> **STATED GOAL**: Convert the entries below into a single numbered list with one line per item, omitting any blank lines.
-*-
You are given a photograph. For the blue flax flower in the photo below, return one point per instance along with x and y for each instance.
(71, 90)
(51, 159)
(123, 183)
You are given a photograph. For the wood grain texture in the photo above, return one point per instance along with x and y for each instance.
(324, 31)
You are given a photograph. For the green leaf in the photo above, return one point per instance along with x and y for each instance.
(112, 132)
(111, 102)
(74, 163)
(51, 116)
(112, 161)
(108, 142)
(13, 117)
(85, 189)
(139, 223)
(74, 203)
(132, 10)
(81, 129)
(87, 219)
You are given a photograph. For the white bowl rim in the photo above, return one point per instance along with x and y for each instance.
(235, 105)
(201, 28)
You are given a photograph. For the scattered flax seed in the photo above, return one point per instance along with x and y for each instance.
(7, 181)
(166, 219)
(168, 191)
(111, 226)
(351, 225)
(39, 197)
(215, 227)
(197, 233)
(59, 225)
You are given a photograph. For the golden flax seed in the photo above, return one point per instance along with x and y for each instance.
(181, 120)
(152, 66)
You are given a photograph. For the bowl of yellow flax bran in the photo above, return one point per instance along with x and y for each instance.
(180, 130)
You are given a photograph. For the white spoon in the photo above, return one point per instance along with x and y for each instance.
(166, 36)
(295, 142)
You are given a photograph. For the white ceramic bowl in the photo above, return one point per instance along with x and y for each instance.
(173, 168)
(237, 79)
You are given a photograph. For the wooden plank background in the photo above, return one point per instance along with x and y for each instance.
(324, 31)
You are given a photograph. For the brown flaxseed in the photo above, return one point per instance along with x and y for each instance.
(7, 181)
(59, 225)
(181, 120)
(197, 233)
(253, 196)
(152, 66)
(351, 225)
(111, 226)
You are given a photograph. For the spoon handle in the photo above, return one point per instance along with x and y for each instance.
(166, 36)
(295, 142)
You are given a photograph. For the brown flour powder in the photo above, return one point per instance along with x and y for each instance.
-*-
> **WRITTEN ANSWER**:
1. You are given a photograph. For the blue flax flower in the photo below, return one point per instance along with x and y for each instance.
2. (71, 90)
3. (51, 159)
4. (123, 183)
5. You are given a photograph. For the wood grain texture in the photo above, return one point per instance along with x and y for each instance.
6. (324, 31)
7. You are given a photograph. For the green leaf in the photo above, return one point per instance along with x and y for each instance.
8. (112, 132)
9. (111, 102)
10. (74, 163)
11. (51, 116)
12. (112, 161)
13. (108, 142)
14. (13, 117)
15. (85, 189)
16. (139, 223)
17. (74, 203)
18. (132, 10)
19. (81, 129)
20. (87, 219)
21. You are given a photograph. For the white bowl rim in the photo above, return one point per instance along with x and y for each instance.
22. (235, 105)
23. (201, 28)
24. You are given a photograph. For the scattered flax seed in the photo above, return one point per instance along with x and y for each instance.
25. (7, 181)
26. (166, 219)
27. (168, 191)
28. (111, 226)
29. (351, 225)
30. (39, 197)
31. (215, 227)
32. (197, 233)
33. (59, 225)
34. You are given a photograph. For the golden flax seed in the photo above, return one point per instance along with x and y for each instance.
35. (181, 120)
36. (152, 66)
37. You are given a photograph. For the bowl of yellow flax bran in the photo above, return one point per instance along with x and y for each instance.
38. (180, 130)
39. You are given a photograph. For the white spoon in the photo above, return one point per instance along with x and y for each instance.
40. (166, 36)
41. (295, 142)
42. You are given a photograph. For the white ceramic bowl in the photo above, return one point per instance along with x and y for each instance.
43. (173, 168)
44. (237, 79)
45. You are given a photograph. For the wooden plank background in the photo above, return one point per instance along with x and y for each instance.
46. (324, 31)
47. You are given a photograph. For the brown flaxseed in the photo above, return one point per instance along with x and y for each instance.
48. (7, 181)
49. (59, 225)
50. (181, 120)
51. (197, 233)
52. (253, 196)
53. (152, 66)
54. (351, 225)
55. (111, 226)
56. You are given a photograph. For the spoon handle in the photo above, return one point per instance along with x and y for each instance.
57. (166, 36)
58. (295, 142)
59. You are given a photograph. For the brown flour powder in the photo above, return one point per instance along with x and y for each instance.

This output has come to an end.